**Problem statement:**
Rewrite all the items below, substituting "Check this claim" for each "Verify this claim" and leaving every other part of each line unchanged.

**Material provided:**

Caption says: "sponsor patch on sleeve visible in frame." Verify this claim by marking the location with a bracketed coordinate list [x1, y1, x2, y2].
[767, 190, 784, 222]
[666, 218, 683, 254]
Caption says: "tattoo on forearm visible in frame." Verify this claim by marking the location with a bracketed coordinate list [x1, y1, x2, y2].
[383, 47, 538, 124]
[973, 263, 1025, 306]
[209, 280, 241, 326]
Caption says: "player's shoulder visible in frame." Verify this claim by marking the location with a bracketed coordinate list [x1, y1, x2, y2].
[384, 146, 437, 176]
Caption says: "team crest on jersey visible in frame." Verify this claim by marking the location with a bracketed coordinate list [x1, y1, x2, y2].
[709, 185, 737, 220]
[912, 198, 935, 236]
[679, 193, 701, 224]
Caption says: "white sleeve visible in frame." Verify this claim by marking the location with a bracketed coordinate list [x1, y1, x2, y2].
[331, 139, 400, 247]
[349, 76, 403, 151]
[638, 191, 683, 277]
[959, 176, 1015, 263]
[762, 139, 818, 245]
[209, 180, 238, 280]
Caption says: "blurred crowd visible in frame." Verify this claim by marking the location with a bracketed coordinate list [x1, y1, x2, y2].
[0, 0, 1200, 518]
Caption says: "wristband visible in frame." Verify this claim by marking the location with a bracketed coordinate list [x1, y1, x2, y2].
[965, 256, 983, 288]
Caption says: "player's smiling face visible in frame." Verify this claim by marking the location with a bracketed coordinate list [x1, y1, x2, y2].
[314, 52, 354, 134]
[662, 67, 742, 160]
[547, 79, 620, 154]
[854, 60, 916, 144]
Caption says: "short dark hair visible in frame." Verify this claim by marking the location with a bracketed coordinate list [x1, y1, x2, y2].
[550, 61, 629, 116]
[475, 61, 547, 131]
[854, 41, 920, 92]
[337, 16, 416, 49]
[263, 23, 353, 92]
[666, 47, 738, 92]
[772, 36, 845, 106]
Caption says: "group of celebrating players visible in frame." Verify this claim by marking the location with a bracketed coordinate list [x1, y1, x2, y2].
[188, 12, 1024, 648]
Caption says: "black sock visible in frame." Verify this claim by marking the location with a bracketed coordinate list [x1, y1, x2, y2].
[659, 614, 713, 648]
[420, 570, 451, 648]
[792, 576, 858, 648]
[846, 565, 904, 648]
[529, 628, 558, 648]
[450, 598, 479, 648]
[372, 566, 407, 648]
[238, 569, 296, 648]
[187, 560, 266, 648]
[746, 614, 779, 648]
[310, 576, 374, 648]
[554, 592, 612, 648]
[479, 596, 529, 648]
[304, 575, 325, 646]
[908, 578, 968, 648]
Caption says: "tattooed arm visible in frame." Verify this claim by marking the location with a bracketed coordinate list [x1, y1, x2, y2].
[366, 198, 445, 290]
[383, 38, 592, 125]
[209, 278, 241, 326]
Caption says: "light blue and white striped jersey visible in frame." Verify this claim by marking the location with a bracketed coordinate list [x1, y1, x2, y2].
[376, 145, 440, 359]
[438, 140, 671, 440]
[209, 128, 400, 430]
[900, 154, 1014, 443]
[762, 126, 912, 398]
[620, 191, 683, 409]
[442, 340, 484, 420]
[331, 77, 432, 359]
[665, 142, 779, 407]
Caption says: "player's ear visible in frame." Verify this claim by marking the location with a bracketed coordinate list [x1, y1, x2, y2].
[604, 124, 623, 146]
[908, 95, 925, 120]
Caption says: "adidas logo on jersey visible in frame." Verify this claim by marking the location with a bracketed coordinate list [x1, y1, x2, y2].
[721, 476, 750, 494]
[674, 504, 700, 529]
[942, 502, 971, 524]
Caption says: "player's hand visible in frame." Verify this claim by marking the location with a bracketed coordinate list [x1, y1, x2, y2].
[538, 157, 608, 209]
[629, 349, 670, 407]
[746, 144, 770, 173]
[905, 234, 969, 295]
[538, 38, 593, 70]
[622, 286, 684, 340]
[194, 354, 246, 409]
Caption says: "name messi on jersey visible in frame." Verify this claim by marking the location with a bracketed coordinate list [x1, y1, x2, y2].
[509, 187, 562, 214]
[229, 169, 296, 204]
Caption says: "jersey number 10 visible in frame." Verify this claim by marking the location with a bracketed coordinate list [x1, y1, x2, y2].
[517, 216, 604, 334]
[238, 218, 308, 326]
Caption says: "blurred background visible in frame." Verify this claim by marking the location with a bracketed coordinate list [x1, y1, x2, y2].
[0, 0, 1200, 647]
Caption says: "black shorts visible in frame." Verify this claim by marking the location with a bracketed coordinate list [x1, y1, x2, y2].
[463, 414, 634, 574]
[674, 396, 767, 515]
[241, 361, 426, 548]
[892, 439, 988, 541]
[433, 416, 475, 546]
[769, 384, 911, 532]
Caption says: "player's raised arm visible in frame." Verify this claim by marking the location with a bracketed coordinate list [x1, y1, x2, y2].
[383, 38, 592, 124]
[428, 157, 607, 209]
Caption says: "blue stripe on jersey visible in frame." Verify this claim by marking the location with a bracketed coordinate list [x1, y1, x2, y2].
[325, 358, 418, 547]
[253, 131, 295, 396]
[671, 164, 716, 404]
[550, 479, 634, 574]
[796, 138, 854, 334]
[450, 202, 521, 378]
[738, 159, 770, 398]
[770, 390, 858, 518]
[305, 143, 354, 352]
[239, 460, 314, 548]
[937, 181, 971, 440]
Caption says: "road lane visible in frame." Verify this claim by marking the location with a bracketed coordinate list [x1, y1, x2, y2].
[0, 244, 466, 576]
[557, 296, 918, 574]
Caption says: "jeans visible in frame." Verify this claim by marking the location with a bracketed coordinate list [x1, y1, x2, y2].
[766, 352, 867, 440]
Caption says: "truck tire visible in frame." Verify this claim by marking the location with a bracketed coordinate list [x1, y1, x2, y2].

**Solved problem:**
Caption says: "sponsor patch on sleeve visible in frame." Check this claim by marking the location with a bracketed coordinate list [x1, y1, x2, y2].
[767, 190, 784, 222]
[666, 218, 683, 254]
Caption says: "tattoo on forearm visible in frame." Check this claim by marking the location with a bracketed coordinate list [x1, y1, x2, y2].
[383, 47, 538, 124]
[973, 263, 1025, 306]
[209, 280, 241, 326]
Caption says: "player's shoulder visible in frame." Check this claim by marking the location with a bracketed coordinate list [x1, y1, x2, y2].
[384, 146, 437, 176]
Caption says: "team crest on jersey visible in frame." Check this claim by marking the location with a bracketed coordinate list [x1, y1, x2, y2].
[709, 185, 737, 220]
[912, 198, 935, 236]
[679, 193, 701, 224]
Caption says: "white sleeve visible in frame." Check this claim by marking the location with a bracketed coordinate list [x1, y1, x2, y2].
[331, 139, 400, 247]
[349, 76, 403, 151]
[638, 191, 683, 277]
[959, 176, 1015, 263]
[762, 139, 818, 245]
[209, 180, 238, 280]
Caption says: "blurred crowd visible in frame." Check this claim by marking the location with a bracketed coordinate list [x1, y1, x2, y2].
[0, 0, 1200, 518]
Caption says: "wristband visible in frame." Check this claim by marking the location with a bracketed coordinate list [x1, y1, x2, y2].
[965, 256, 983, 288]
Caption says: "player's smiling face visible in frame." Check this claim by marking the location with a bracketed coordinate list [x1, y1, x2, y2].
[314, 52, 354, 134]
[662, 67, 742, 160]
[547, 79, 620, 154]
[854, 60, 916, 144]
Caption says: "short dark hair visible in frame." Check this claim by marking the location with a bracketed coordinate list [x1, y1, x2, y2].
[550, 61, 629, 116]
[475, 61, 547, 131]
[854, 41, 920, 92]
[337, 16, 416, 49]
[263, 23, 353, 92]
[666, 47, 738, 92]
[772, 36, 845, 106]
Caption says: "group of celebrating players visible in frame." Check this claim by marking the location with a bracketed coordinate list [x1, y1, x2, y2].
[188, 12, 1024, 648]
Caption says: "black sock visible in frame." Check this claim by marking the location with a bracketed coordinate list [x1, y1, x2, y2].
[659, 614, 713, 648]
[420, 570, 451, 648]
[792, 576, 858, 648]
[846, 565, 904, 648]
[529, 628, 558, 648]
[450, 598, 479, 648]
[372, 566, 407, 648]
[238, 569, 296, 648]
[187, 560, 266, 648]
[746, 614, 779, 648]
[310, 576, 374, 648]
[554, 592, 612, 648]
[479, 596, 529, 648]
[304, 575, 325, 646]
[908, 578, 968, 648]
Caption says: "tattooed arm visible in frame." Check this claim by marking the location with a bracketed coordinate list [x1, y1, x2, y2].
[366, 198, 445, 290]
[383, 38, 592, 125]
[209, 278, 241, 326]
Caption says: "light blue and white striped jersey visible in frame." Check this claim by marking the location with a bracketed coordinate list [x1, y1, x2, y2].
[376, 145, 440, 359]
[438, 140, 671, 440]
[209, 128, 400, 430]
[900, 154, 1014, 443]
[762, 126, 912, 398]
[620, 191, 683, 409]
[442, 340, 484, 420]
[331, 77, 432, 359]
[665, 142, 779, 407]
Caption says: "player's ear visible in frame." Check this claim by marking the location with a bracketed coordinate list [x1, y1, x2, y2].
[604, 124, 623, 146]
[908, 95, 925, 120]
Caption says: "adidas logo on jersey visible in frame." Check this claim by marking the location with a bracketed coordinate list [x1, y1, x2, y2].
[721, 476, 750, 494]
[674, 504, 700, 529]
[942, 502, 971, 524]
Caption says: "player's hand visible in frame." Check this claim by marking the location with a bracketed coordinate list [x1, y1, x2, y2].
[538, 157, 608, 209]
[629, 349, 670, 407]
[746, 144, 770, 173]
[905, 234, 969, 295]
[538, 38, 593, 70]
[622, 286, 684, 340]
[194, 354, 246, 409]
Caption says: "name messi on jersey visible in frame." Check this claim by marking the location with a bracketed coordinate list [x1, y1, x2, y2].
[509, 187, 562, 214]
[229, 169, 296, 204]
Caption says: "jersey number 10 visible in frame." Check this claim by marking the location with a bracketed coordinate list [x1, y1, x2, y2].
[517, 216, 604, 334]
[238, 218, 308, 326]
Caption says: "blurred background visible in frame." Check this claim by marking the location with a bracketed coordinate list [x1, y1, x2, y2].
[0, 0, 1200, 647]
Caption says: "black shorts visible in frame." Check this claim by marking the location with a bracketed coordinate list [x1, y1, x2, y2].
[463, 414, 634, 574]
[674, 396, 767, 515]
[241, 361, 426, 548]
[892, 439, 988, 541]
[433, 416, 475, 546]
[769, 384, 911, 532]
Caption says: "player's raised arm visible in frame." Check this claim by marking the location with a bracketed coordinate list [x1, y1, x2, y2].
[383, 38, 592, 124]
[428, 157, 607, 209]
Caption says: "blue stripe on jersey visible in frame." Check this claim by marking the location with a bracketed coordinate list [x1, y1, x2, y2].
[325, 358, 418, 547]
[253, 131, 295, 396]
[671, 164, 716, 404]
[550, 479, 634, 574]
[796, 138, 854, 334]
[450, 202, 521, 378]
[738, 159, 770, 398]
[770, 390, 858, 518]
[305, 143, 354, 352]
[239, 460, 314, 548]
[937, 181, 971, 440]
Caption says: "road lane visible in frame." Check this claim by marking the location with a bracketed coordinate list [x1, y1, x2, y2].
[0, 244, 466, 576]
[557, 296, 918, 574]
Caption says: "jeans visible in frame." Check this claim by marking the location with a bracketed coordinate list [x1, y1, x2, y2].
[766, 352, 867, 440]
Caption says: "truck tire visible in frame." Check this claim by marking the location with a bracketed coordinate list [x1, y1, x2, y2].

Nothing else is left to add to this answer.